Task: Render the stretch from the row containing "red chili pepper" through the row containing "383, 255, 438]]" as a two-column CSV with the header text,answer. Each row of wording and the coordinates that follow it become one CSV line, with each value in a quoted field and any line breaks changed to spaces.

Task inputs:
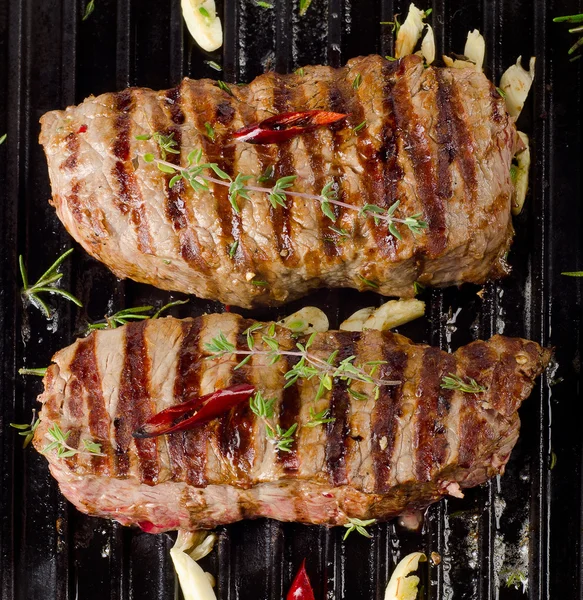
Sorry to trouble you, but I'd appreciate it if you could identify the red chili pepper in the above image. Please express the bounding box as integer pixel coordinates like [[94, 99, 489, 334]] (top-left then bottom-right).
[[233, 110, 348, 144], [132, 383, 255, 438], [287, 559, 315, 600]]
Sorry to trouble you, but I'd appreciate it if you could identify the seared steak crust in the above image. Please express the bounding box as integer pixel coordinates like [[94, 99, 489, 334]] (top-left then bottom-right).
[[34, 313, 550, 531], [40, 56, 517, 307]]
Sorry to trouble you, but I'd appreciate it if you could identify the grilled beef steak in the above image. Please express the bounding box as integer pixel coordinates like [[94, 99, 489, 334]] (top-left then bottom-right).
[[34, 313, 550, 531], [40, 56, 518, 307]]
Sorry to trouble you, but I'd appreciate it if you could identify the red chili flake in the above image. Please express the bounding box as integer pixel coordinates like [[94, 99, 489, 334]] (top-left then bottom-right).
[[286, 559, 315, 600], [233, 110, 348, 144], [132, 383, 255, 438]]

--

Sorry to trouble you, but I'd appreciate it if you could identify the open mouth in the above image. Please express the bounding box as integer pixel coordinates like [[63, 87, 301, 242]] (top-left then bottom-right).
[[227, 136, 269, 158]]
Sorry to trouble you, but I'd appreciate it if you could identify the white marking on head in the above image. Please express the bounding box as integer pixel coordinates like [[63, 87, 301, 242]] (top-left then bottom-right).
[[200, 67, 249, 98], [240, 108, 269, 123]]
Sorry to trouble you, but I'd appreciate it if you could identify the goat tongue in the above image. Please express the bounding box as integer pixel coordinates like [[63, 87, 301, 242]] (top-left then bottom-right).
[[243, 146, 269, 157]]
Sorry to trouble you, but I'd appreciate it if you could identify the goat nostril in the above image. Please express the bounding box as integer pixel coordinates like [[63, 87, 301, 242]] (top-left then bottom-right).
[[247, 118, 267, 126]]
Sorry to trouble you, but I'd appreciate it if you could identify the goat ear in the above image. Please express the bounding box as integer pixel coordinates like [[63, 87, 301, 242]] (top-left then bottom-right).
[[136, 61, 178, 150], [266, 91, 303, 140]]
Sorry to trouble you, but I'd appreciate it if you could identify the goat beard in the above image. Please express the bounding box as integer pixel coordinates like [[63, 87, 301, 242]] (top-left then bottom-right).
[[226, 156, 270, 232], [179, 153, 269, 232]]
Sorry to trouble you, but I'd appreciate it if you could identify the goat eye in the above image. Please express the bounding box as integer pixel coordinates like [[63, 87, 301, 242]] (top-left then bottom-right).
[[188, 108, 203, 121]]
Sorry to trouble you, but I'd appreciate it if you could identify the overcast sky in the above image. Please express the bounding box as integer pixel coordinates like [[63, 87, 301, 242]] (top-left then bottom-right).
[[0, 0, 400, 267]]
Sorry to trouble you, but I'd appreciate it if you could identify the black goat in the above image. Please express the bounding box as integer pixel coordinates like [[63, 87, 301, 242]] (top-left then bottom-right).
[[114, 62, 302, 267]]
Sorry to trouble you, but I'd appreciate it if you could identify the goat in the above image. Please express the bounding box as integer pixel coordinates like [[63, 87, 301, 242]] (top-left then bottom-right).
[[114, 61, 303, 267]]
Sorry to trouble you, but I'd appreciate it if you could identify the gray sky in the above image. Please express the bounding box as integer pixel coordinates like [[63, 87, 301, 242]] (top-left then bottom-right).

--

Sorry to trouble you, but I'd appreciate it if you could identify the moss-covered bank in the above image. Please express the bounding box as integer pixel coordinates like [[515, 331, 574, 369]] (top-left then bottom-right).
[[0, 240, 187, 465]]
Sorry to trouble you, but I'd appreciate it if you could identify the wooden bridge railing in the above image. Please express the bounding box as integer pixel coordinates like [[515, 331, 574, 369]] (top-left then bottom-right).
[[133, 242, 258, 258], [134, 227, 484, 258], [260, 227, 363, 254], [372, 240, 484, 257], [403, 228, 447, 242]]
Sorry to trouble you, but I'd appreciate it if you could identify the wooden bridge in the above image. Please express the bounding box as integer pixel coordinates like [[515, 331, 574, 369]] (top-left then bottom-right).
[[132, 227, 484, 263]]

Finished task:
text,answer
"Sorry to trouble you, but I'd appreciate it if you could identify the red chili pepper in the above image. Please express the bounding box as integer pixel coordinates like [[94, 99, 489, 334]] (top-left then bottom-right).","[[233, 110, 348, 144], [132, 383, 255, 438], [287, 559, 315, 600]]"
"Sorry to trouble you, but I'd appreciate it if you could identify the seared steak crust in the above image. Please express the bounding box as integer pixel coordinates like [[94, 99, 489, 334]] (top-left then bottom-right).","[[34, 313, 550, 531], [40, 56, 517, 307]]"
"Sorry to trouble you, but I'd appreciate it if you could identify the grilled beef steak in the above image. Please express the bounding box as integer pixel coordinates like [[94, 99, 489, 334]] (top-left then bottom-right).","[[34, 313, 550, 531], [40, 56, 518, 307]]"
"Sorry to trouble you, but I'd appreciate it if you could identify the red chili flake in the above image. Please express the bounding box as integer pixel coordinates like [[94, 99, 489, 334]] (top-left then bottom-right).","[[286, 559, 315, 600], [233, 110, 348, 144], [132, 383, 255, 438]]"